WORKING DATA section start

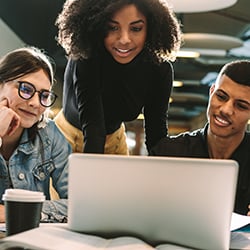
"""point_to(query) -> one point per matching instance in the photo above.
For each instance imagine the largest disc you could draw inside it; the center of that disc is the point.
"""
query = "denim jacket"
(33, 164)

WORKING DATA section end

WORK TO COMPLETE:
Repeat each record as given. No picture belongs in the copy.

EXERCISE OUTPUT:
"""point_to(query) -> one point per matching instance in the photo above.
For each instance imagine the largest disc you could draw inside it; the center of that disc is the point.
"""
query = "denim jacket"
(33, 164)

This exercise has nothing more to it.